───── TEXTE À LIRE

La manifestation d'hier, qui s'est tenue place Riad el-Solh pour protester contre les nouvelles taxes adoptées par le Parlement en vue de financer la grille des salaires, a mobilisé quelques milliers de personnes, à son apogée vers midi trente. Le rassemblement, auquel a appelé le parti Kataëb, a reçu le soutien du PNL, du PSP, du PCL, du Renouveau démocratique, des indépendants du mouvement du 14 Mars « On continue », ainsi que des collectifs « Vous puez ! » et « Nous réclamons des comptes », de nombreuses ONG et de la liste Beyrouth Madinati, qui avait échoué face à la liste soutenue par les partis politiques, notamment le courant du Futur et les Forces libanaises, lors des élections municipales de 2016.

──────────
───── ENTRÉES EXTRAITES

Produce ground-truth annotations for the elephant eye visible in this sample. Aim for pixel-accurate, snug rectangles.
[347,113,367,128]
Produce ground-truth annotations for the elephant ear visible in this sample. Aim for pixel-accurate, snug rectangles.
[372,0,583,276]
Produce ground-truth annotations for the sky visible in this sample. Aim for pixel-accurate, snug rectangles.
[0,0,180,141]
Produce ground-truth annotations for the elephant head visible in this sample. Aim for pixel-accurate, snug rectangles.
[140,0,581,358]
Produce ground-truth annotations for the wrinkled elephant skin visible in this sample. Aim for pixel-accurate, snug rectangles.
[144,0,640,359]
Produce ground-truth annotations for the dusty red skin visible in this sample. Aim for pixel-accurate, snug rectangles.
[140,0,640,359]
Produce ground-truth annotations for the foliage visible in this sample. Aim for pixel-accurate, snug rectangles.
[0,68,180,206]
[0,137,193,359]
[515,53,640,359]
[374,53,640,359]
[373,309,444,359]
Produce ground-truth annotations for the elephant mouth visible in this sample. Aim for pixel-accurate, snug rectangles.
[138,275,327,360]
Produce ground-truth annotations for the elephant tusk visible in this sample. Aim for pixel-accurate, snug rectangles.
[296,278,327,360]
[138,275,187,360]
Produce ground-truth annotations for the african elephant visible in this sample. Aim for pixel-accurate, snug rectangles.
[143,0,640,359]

──────────

# [ÉNONCÉ DE LA TÂCHE]
Citez le passage du texte sur la manifestation qui va de « La manifestation d'hier, qui » à « municipales de 2016. », ces deux bornes comprises. Appuyez-vous uniquement sur le texte sur la manifestation, sans recourir aux enregistrements.

# [RÉSULTAT DE LA TÂCHE]
La manifestation d'hier, qui s'est tenue place Riad el-Solh pour protester contre les nouvelles taxes adoptées par le Parlement en vue de financer la grille des salaires, a mobilisé quelques milliers de personnes, à son apogée vers midi trente. Le rassemblement, auquel a appelé le parti Kataëb, a reçu le soutien du PNL, du PSP, du PCL, du Renouveau démocratique, des indépendants du mouvement du 14 Mars « On continue », ainsi que des collectifs « Vous puez ! » et « Nous réclamons des comptes », de nombreuses ONG et de la liste Beyrouth Madinati, qui avait échoué face à la liste soutenue par les partis politiques, notamment le courant du Futur et les Forces libanaises, lors des élections municipales de 2016.